(Directions) In the corporate governance text, write out the stretch from "Chapter I General" through "named LeRain Technology Co., Ltd." again, changing "Company Act" to "Companies Act".

(Extract)
>> BEGIN
When this Corporation convenes a hybrid shareholders’ meeting, and the virtual meeting cannot continue as described in first paragraph, if the total number of shares represented at the meeting, after deducting those represented by shareholders attending the virtual shareholders’ meeting online, still meets the minimum legal requirement for a shareholders’ meeting, then the shareholders’ meeting shall continue, and not postponement or resumption thereof under the first paragraph is required.

Under the circumstances where a meeting should continue as in the preceding paragraph, the shares represented by shareholders attending the virtual meeting online shall be counted towards the total number of shares represented by shareholders present at the meeting, provided these shareholders shall be deemed abstaining from voting on all proposals on meeting agenda of that shareholders’ meeting.

When postponing or resuming a meeting according to the first paragraph, this Corporation shall handle the preparatory work based on the date of the original shareholders’ meeting in accordance with the requirements listed under Article 44-20, paragraph 7 of the Regulations Governing the Administration of Shareholder Services of Public Companies.

For dates or period set forth under Article 12, second half, and Article 13, paragraph 3 of Regulations Governing the Use of Proxies for Attendance at Shareholder Meetings of Public Companies, and Article 44-5, paragraph 2, Article 44-15, and Article 44-17, paragraph 1 of the Regulations Governing the Administration of Shareholder Services of Public Companies, this Corporation shall handle the matter based on the date of the shareholders’ meeting that is postponed or resumed under the first paragraph.

Article 22 When convening a virtual-only shareholders’ meeting, this Corporation shall provide appropriate alternative measures available to shareholders with difficulties in attending a virtual shareholders’ meeting online.

Article 23 These Rules shall take effect after having been submitted to and approved by a shareholders’ meeting. Subsequent amendments thereto shall be effected in the same manner.

These Rules were established on August 23, 2021.

First amendment on June 10, 2022.

Second amendment on May 24, 2023.

41


42

【Appendix 2】

LeRain Technology Co., Ltd.
Articles of Incorporation

Chapter I General Provisions

Article 1 The Company is organized in accordance with the provisions of the Company Act and is named LeRain Technology Co., Ltd.

Article 2 The business scope of the Company is as follows:
1. F118010 Wholesale of Information Software
2. F119010 Wholesale of Electronic Materials
3. F401010 International Trade
4. I301010 Information Software Services
5. I301020 Data Processing Services
6. I301030 Electronic Information Supply Services
7. I501010 Product Design
8. ZZ99999 Any business not prohibited or restricted by law, except those requiring special approval

Article 3 The method of public announcements of the Company shall be handled in accordance with Article 28 of the Company Act.
>> END
(Data supplied)
>> BEGIN
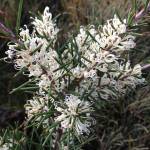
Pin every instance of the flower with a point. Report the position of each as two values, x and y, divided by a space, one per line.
46 26
75 115
35 106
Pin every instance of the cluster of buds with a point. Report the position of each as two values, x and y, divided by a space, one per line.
94 66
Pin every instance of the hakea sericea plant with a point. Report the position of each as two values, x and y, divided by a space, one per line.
93 66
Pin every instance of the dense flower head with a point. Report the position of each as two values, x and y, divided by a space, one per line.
75 115
94 65
38 104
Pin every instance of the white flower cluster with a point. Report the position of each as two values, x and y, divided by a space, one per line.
104 66
75 115
36 52
95 64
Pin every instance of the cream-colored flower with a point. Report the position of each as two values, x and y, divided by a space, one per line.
75 115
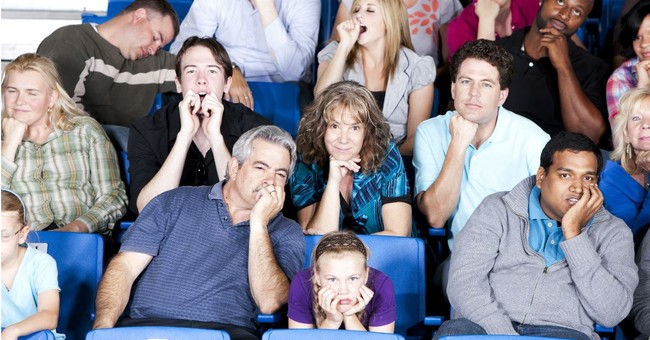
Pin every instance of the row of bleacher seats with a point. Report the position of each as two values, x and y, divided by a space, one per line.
79 258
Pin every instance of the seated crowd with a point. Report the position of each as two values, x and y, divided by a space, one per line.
542 231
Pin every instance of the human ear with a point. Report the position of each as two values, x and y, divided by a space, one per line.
541 174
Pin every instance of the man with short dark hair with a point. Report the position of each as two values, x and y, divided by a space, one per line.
479 149
114 70
211 256
556 84
544 259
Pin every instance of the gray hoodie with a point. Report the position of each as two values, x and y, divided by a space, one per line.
495 277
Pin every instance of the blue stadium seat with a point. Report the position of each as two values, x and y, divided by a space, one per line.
326 334
156 332
40 335
402 259
79 258
279 102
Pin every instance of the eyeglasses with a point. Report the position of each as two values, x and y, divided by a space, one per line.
8 237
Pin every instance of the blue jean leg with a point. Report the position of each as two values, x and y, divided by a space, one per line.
459 327
549 332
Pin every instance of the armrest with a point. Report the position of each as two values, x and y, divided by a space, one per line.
270 318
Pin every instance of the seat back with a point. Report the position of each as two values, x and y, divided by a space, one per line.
156 332
493 337
402 259
40 335
326 334
79 260
279 102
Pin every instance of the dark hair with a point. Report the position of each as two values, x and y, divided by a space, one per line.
160 7
630 24
218 52
575 142
489 52
355 99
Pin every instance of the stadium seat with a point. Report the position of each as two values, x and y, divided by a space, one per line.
493 337
40 335
326 334
402 259
156 332
79 259
279 102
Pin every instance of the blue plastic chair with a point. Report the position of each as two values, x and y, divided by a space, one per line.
493 337
326 334
79 259
279 102
156 332
402 259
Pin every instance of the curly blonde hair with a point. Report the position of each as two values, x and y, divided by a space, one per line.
336 242
65 110
344 96
623 151
398 35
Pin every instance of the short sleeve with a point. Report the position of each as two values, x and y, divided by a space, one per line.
396 185
384 311
424 72
327 53
301 298
302 184
429 151
45 273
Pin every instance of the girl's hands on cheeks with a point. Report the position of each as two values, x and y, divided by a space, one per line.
328 299
364 297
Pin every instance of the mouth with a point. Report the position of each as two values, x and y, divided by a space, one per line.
557 24
573 200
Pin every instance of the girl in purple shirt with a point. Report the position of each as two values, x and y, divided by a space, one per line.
340 291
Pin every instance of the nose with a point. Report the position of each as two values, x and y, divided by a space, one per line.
564 13
201 80
474 89
343 288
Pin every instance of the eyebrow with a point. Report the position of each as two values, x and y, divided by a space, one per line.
571 170
286 171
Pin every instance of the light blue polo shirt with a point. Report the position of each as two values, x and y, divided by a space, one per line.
545 234
507 157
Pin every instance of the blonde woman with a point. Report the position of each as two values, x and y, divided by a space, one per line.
624 181
54 156
375 50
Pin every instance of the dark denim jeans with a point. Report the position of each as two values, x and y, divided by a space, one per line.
466 327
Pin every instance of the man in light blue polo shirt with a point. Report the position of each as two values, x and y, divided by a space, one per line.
479 149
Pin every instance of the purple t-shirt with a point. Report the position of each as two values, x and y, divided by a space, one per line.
380 310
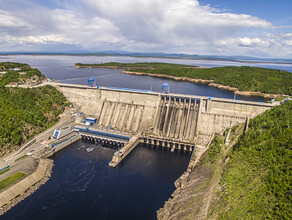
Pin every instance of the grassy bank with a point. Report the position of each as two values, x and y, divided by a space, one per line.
244 78
12 179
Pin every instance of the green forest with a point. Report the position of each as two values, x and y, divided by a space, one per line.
26 112
256 183
244 78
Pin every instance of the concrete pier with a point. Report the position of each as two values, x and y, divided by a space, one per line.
175 121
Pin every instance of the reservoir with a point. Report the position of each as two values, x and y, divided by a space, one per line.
82 185
61 68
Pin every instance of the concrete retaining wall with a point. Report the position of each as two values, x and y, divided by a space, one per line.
163 115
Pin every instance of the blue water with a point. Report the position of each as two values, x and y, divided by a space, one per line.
83 186
61 68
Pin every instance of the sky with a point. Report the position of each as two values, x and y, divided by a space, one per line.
257 28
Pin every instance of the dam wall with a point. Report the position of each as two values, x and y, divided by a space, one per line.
163 117
122 110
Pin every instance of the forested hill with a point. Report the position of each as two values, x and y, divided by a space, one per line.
25 112
257 182
245 78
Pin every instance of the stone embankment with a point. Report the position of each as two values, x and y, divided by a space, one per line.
19 191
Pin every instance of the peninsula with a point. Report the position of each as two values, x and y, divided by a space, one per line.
243 80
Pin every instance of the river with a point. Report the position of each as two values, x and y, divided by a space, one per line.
82 185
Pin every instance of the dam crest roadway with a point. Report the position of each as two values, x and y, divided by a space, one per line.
126 117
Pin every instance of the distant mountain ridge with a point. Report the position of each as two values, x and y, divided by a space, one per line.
159 55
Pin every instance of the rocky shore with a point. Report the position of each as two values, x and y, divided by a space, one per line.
35 180
199 81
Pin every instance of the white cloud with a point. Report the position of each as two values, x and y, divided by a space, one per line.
251 42
179 26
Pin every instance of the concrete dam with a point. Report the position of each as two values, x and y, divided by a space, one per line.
175 121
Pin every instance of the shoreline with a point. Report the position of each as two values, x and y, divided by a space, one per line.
35 181
207 82
197 81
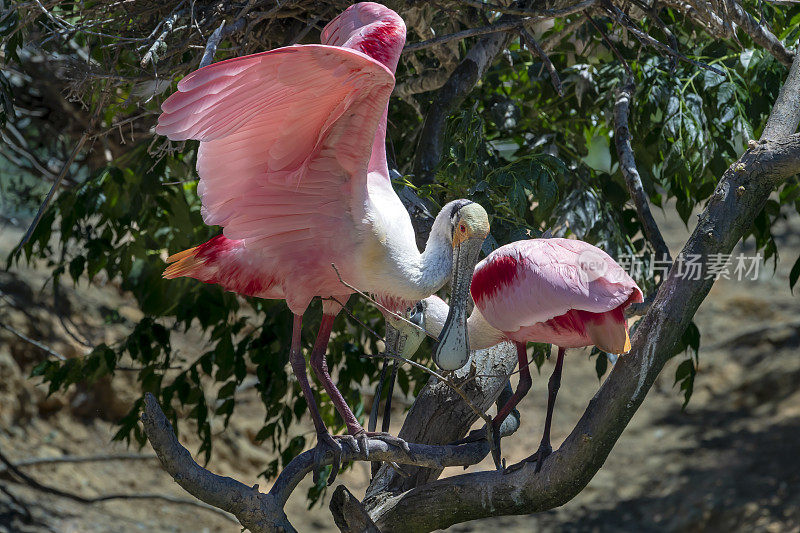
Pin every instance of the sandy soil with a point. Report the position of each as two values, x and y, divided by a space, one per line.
729 461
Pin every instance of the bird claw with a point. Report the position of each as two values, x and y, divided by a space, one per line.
541 454
476 435
363 436
492 435
325 444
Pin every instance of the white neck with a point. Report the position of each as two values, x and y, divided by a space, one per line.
481 334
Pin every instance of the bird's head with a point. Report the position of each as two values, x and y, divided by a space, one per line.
470 226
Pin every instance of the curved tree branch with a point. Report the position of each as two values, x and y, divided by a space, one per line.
627 164
740 195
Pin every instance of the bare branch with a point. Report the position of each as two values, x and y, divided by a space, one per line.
534 48
529 12
619 16
785 115
505 23
627 164
261 512
152 52
256 511
348 513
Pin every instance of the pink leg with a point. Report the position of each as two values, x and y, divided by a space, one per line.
522 389
325 441
320 367
545 448
357 435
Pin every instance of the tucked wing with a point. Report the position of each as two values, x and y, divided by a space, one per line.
286 138
527 282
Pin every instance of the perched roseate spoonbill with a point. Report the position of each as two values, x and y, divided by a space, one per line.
558 291
292 164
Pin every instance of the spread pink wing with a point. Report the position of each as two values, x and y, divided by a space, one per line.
527 282
286 138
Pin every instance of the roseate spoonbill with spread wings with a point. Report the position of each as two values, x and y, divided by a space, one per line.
557 291
292 165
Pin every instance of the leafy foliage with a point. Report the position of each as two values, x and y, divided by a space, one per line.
538 162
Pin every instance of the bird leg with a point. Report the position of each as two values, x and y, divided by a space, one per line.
545 448
357 436
325 442
494 431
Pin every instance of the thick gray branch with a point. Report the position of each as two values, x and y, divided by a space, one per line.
785 115
256 511
739 197
348 513
760 34
627 163
439 416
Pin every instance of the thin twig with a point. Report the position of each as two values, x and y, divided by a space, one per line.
211 46
65 168
534 48
619 16
53 189
609 43
471 32
627 164
152 52
528 12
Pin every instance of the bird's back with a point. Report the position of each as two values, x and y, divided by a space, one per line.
561 291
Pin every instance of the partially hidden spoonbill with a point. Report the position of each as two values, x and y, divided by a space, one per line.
292 165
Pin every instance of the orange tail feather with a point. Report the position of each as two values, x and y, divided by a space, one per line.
183 264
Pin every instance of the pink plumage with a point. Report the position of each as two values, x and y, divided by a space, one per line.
559 291
288 138
292 165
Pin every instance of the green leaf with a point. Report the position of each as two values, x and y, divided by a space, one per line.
794 275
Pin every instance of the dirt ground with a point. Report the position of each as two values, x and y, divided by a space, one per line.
727 462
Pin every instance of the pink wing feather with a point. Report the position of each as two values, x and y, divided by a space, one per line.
528 282
286 144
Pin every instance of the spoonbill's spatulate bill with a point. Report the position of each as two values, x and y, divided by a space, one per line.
292 165
557 291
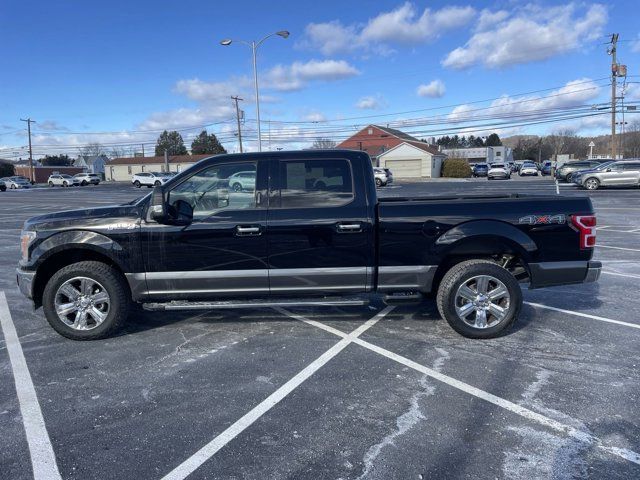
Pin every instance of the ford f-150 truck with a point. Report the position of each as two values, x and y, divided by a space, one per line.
306 229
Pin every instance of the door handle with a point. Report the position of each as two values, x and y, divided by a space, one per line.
349 227
248 230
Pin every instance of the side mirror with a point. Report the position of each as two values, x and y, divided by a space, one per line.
158 206
181 213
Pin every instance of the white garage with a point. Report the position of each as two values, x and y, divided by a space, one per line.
412 160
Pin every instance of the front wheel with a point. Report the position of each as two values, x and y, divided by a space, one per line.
591 184
86 301
479 299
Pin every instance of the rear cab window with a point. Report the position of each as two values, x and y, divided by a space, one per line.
314 183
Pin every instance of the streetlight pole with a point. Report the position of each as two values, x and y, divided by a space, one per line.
254 50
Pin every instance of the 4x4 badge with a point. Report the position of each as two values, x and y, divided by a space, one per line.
543 219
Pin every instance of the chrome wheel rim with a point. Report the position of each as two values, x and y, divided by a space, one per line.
482 301
82 303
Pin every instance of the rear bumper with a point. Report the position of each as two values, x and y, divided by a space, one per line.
548 274
25 282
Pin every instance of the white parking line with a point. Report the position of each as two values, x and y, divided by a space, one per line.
210 449
628 275
618 248
584 315
43 459
486 396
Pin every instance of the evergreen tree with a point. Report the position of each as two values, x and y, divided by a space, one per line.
206 143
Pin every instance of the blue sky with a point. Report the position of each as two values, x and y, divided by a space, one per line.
83 69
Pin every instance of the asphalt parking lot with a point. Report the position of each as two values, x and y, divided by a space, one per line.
375 393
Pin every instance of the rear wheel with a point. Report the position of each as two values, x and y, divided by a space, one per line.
591 183
86 301
479 299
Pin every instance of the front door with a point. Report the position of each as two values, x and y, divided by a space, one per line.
320 236
223 252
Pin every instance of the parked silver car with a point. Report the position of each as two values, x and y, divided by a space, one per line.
617 174
383 176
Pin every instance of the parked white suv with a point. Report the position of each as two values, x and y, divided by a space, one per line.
150 179
87 178
62 180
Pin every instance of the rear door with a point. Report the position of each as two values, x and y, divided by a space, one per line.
319 235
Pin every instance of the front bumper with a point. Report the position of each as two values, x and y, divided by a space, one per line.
25 281
548 274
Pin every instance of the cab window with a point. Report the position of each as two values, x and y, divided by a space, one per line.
218 187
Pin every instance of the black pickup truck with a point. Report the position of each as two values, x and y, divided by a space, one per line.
300 228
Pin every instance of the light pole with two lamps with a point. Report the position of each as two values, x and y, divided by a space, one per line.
254 47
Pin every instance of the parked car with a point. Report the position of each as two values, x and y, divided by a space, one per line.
87 178
241 181
616 174
383 176
528 168
566 171
480 170
296 244
62 180
16 182
499 170
150 179
576 177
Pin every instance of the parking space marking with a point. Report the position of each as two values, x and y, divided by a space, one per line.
210 449
585 315
481 394
628 275
43 458
618 248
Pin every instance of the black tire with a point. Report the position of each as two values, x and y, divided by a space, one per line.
591 183
114 284
465 271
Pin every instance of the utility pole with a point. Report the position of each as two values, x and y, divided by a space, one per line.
236 98
29 122
614 80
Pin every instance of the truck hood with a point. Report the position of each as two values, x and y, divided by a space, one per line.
118 216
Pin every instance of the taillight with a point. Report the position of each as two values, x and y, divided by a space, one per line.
586 225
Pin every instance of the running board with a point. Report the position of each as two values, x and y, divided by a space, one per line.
309 302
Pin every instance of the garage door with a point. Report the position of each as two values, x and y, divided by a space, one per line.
409 168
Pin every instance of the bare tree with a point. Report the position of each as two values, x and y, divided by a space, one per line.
92 150
323 143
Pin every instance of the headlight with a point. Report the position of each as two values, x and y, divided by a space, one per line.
26 238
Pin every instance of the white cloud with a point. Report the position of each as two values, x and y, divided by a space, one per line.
403 25
371 102
297 75
529 34
434 89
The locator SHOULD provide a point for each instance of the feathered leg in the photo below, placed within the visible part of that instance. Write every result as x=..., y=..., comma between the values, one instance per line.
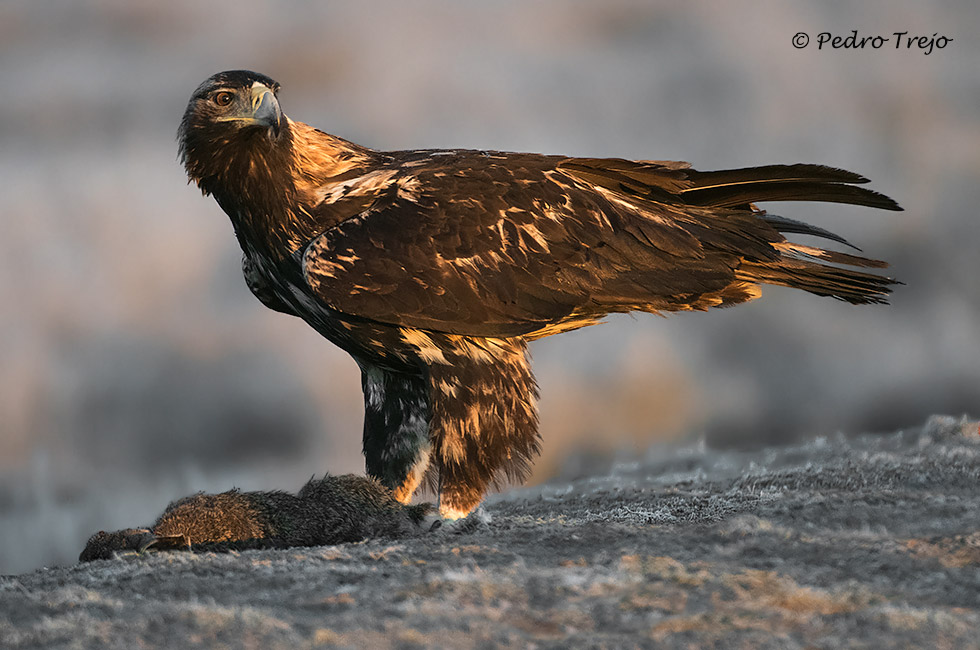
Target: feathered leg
x=396, y=428
x=484, y=425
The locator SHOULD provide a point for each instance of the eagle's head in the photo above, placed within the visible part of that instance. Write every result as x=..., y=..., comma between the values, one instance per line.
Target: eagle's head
x=232, y=118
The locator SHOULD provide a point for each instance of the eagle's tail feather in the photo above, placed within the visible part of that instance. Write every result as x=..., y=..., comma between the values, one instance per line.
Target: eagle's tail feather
x=800, y=182
x=804, y=270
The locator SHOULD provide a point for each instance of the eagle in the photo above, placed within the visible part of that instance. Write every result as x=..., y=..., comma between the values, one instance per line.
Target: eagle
x=434, y=269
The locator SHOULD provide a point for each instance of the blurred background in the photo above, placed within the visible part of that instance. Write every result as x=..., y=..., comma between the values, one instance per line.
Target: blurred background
x=135, y=366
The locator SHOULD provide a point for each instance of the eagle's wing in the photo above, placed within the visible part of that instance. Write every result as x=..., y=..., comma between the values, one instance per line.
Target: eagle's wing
x=514, y=244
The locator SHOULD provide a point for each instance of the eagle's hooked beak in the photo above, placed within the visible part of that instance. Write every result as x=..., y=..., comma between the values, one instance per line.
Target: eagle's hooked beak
x=265, y=108
x=263, y=111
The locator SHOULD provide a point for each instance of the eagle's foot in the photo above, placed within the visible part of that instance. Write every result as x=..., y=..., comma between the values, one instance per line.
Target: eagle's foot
x=475, y=520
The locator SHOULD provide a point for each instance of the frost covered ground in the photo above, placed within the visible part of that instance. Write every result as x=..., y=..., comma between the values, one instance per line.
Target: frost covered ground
x=870, y=541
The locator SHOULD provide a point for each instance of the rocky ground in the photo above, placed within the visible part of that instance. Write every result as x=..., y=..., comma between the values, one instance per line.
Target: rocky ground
x=870, y=541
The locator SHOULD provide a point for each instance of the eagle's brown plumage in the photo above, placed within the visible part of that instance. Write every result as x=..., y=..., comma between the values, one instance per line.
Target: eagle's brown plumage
x=434, y=268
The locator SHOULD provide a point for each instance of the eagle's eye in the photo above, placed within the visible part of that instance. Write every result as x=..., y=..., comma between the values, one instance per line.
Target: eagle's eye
x=223, y=98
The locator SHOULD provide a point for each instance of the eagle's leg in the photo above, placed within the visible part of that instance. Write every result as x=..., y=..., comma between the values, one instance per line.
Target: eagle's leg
x=396, y=428
x=484, y=425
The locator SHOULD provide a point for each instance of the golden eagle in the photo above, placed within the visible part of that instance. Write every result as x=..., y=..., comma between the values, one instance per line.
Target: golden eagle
x=434, y=268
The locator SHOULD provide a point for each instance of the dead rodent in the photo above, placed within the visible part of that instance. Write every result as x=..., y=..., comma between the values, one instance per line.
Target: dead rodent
x=331, y=510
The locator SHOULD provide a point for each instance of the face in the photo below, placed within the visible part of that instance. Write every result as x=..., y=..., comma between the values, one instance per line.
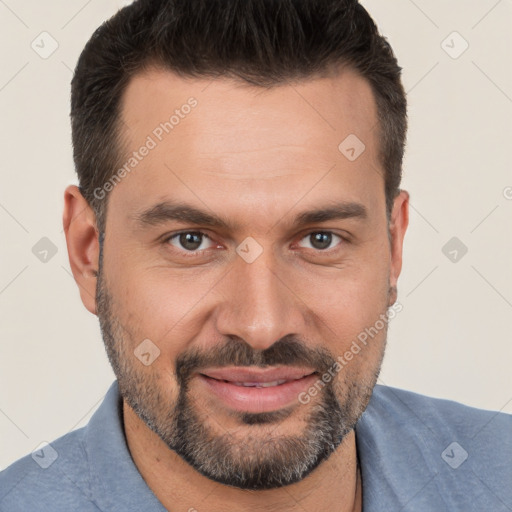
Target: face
x=244, y=254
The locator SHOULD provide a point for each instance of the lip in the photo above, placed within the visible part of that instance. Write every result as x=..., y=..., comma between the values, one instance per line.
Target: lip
x=257, y=399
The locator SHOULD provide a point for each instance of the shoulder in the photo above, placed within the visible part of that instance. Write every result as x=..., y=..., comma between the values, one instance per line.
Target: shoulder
x=54, y=477
x=399, y=405
x=416, y=449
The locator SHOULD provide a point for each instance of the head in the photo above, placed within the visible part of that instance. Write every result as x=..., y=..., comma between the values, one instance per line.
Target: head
>> END
(Result below)
Chapter I General Provisions

Article 1 The Company is organized in accordance with the provisions of the Companies Act and is named LeRain Technology Co., Ltd.